# Фрагмент страницы

БРОНТОЗАВР
№ 2008 / 7, 23.02.2015
Если бы мне предложили определить, с каким явлением животного мира более всего сходен Литературный институт, я бы сказал, что с бронтозавром. Не потому что он доисторически стар, и не потому что очень большой. Дело в том, что у бронтозавра было два мозга. Один в голове, другой в крестце. И не имеет смысла уточнять, какой из них был главнее. Так и в Литературном институте, времён моего в нём обучения, было два главных нервных узла, друг с другом, конечно, связанных, но одновременно и независимых друг от друга. «Голова», несомненно, находилась на Тверском бульваре, 25, где совершались лекции, сидела в засаде учебная часть, таилась в подвале отличная, но почему-то подмокающая время от времени библиотека. Второй «мозг» располагался на улице Добролюбова, 9/11. Длиннющий троллейбусный маршрут номер 3 являлся шеей.
«Голова» была населена людьми в подавляющем большинстве блестящими, и отличными специалистами. Необходимо назвать несколько безусловных имён, составлявших цвет тогдашнего преподавательского корпуса: Владимир Павлович Смирнов, Михаил Павлович Ерёмин, Евгений Николаевич Лебедев, Владимир Иванович Гусев, Станислав Бемович Джимбинов. И это далеко не все. К сожалению, мне довелось побывать всего лишь на нескольких занятиях у Андрея Георгиевича Битова и всего лишь на одном продолжительном выступлении Виктора Сергеевича Розова. Кого-то я вообще не слышал, и даже не представляю, до какой степени мне должно быть жалко.

# Данные
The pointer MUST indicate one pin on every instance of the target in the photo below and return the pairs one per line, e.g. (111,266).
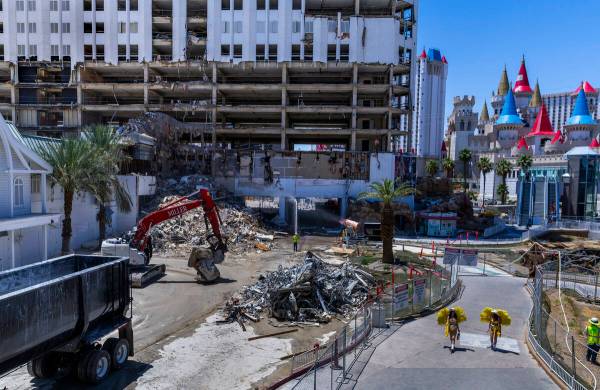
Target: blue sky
(560,40)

# Задание
Объясните в одном–трех предложениях, почему во фрагменте страницы Литературный институт сравнивается с бронтозавром. Приведенные выше строки взяты из другого источника.

# Ответ
Сравнение основано не на возрасте и не на размерах: у бронтозавра было два мозга, один в голове, другой в крестце. Так и в Литературном институте было два главных нервных узла, связанных, но независимых друг от друга: «голова» на Тверском бульваре, 25, и второй «мозг» на улице Добролюбова, 9/11. Шеей служил троллейбусный маршрут номер 3.